**TASK INPUTS:**
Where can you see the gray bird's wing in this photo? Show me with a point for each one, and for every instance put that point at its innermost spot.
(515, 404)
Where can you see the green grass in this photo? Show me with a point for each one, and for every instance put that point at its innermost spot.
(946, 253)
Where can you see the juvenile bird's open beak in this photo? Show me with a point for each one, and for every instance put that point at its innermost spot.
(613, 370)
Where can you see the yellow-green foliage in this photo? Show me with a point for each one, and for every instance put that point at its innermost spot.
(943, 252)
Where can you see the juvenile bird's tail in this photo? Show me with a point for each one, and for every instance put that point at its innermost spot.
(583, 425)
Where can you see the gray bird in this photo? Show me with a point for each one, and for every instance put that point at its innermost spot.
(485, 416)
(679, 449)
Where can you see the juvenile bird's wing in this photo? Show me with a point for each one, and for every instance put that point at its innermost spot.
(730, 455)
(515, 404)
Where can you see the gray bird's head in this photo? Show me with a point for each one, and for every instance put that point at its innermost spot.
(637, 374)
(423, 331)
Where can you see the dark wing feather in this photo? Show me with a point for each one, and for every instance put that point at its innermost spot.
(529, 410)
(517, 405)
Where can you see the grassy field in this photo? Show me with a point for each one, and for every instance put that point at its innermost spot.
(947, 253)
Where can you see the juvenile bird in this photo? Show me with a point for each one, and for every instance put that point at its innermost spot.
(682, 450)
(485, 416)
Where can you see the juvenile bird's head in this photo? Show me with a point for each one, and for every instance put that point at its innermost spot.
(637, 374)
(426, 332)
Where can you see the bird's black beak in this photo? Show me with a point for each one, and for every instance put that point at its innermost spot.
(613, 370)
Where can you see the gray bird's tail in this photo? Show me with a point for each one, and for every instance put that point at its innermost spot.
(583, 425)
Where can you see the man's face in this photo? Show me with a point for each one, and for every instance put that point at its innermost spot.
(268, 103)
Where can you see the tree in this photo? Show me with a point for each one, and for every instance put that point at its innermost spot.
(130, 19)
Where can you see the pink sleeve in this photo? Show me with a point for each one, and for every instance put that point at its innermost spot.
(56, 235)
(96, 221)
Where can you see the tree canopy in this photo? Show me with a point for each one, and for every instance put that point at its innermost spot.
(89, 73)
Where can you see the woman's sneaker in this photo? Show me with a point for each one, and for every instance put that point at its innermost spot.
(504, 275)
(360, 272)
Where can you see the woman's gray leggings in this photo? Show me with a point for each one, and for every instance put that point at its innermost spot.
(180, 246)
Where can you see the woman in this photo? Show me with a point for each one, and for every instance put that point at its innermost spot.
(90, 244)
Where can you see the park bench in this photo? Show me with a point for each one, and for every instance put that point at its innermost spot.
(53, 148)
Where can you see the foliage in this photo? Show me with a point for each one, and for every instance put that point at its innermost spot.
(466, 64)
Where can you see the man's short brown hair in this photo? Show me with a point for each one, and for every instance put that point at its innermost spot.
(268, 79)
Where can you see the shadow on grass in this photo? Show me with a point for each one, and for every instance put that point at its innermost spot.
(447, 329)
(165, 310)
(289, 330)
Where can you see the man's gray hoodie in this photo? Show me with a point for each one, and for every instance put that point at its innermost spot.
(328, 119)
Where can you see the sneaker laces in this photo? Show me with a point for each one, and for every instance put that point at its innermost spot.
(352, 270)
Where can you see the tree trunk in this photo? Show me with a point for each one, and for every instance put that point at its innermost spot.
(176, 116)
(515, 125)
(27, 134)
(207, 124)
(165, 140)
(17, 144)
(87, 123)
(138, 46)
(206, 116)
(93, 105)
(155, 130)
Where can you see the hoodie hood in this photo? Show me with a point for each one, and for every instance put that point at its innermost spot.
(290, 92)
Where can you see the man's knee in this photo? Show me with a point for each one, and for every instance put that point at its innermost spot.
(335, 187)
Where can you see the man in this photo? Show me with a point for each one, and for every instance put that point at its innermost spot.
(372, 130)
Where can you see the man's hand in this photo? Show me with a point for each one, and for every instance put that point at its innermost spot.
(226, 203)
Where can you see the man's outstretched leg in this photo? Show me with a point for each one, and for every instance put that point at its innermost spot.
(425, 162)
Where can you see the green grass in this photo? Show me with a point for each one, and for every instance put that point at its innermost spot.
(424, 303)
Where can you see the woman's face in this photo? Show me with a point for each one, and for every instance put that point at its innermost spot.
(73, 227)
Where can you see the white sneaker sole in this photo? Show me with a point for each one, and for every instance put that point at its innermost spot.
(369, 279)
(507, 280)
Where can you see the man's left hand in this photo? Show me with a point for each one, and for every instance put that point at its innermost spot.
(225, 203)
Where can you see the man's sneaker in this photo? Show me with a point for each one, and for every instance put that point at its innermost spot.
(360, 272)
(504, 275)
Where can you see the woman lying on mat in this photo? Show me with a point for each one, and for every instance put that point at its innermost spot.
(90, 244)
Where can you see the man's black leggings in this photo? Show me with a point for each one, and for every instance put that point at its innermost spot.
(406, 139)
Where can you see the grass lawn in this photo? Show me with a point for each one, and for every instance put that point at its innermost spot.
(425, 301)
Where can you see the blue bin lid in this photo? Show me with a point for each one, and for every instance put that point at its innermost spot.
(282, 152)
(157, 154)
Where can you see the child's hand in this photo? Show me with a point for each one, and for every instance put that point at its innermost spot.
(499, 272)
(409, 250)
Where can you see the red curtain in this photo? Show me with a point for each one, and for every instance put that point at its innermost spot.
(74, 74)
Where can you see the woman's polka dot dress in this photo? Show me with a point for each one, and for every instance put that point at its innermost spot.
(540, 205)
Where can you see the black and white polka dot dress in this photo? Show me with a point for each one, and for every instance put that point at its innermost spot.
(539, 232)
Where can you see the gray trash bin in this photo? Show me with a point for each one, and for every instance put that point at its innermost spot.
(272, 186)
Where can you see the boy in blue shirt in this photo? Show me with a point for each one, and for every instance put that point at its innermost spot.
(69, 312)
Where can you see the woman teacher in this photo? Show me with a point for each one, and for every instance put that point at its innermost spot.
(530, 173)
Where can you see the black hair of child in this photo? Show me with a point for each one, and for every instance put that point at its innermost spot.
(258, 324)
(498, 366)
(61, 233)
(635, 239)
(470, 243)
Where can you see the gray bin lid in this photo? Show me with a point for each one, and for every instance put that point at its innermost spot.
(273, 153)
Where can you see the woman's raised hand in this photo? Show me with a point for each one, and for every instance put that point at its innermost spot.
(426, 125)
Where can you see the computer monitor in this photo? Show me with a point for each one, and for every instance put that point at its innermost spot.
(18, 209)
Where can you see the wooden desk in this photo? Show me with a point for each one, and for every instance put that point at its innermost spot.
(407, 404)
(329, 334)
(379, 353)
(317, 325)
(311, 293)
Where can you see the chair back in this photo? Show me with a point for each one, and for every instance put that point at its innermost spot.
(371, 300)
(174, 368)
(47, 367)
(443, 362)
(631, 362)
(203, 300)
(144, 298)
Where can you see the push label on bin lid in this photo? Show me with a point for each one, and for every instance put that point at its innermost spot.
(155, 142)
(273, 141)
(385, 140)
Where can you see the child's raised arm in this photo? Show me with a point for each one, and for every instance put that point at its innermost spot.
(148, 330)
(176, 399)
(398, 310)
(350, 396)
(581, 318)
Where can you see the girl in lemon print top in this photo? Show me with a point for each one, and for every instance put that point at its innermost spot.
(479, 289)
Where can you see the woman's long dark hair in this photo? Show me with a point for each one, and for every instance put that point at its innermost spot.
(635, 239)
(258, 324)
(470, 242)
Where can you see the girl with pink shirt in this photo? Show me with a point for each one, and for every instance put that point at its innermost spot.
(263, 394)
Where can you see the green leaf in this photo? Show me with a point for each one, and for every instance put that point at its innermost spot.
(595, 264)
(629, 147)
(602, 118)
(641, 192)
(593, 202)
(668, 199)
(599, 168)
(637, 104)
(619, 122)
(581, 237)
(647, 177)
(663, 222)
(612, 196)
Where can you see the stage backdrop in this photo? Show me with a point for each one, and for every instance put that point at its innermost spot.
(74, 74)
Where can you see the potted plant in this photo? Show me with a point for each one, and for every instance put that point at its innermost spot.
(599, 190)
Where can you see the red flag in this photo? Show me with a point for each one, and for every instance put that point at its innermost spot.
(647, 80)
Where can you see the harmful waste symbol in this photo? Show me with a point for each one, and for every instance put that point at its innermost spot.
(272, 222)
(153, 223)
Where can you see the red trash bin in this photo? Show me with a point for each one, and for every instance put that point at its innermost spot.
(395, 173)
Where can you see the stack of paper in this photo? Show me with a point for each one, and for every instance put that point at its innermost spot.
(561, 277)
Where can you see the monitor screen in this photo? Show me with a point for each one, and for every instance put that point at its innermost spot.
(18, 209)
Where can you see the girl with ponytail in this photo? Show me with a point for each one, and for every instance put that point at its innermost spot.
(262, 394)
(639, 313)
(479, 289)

**DIRECTIONS:** Starting at the line that contains "Where can you see the red flag", write out every line through the end of the entries, exactly and with nothing added.

**RESULT:**
Where can you see the red flag in this photo? Show me with a point for each one, and for every instance put that point at its innermost spot.
(647, 80)
Where can you see the harmful waste symbol in this photo? Show me with a point for each one, and for every instance put that point at its innermost spot.
(272, 222)
(153, 223)
Where can you see the red trash bin in this photo? Show me with a point for each one, and for every instance put that point at its innermost spot.
(395, 173)
Where can you see the stack of paper in this photo? Show me with a point for each one, and for every instance put that point at its innermost spot.
(561, 277)
Where can you see the monitor screen in this photo? Show me with a point for each one, and for every instance put that point at its innermost spot.
(18, 209)
Where can you see the girl with ponytail in this photo? Show me with a point for each one, and for every instance put that point at its innermost spot.
(262, 394)
(639, 313)
(479, 289)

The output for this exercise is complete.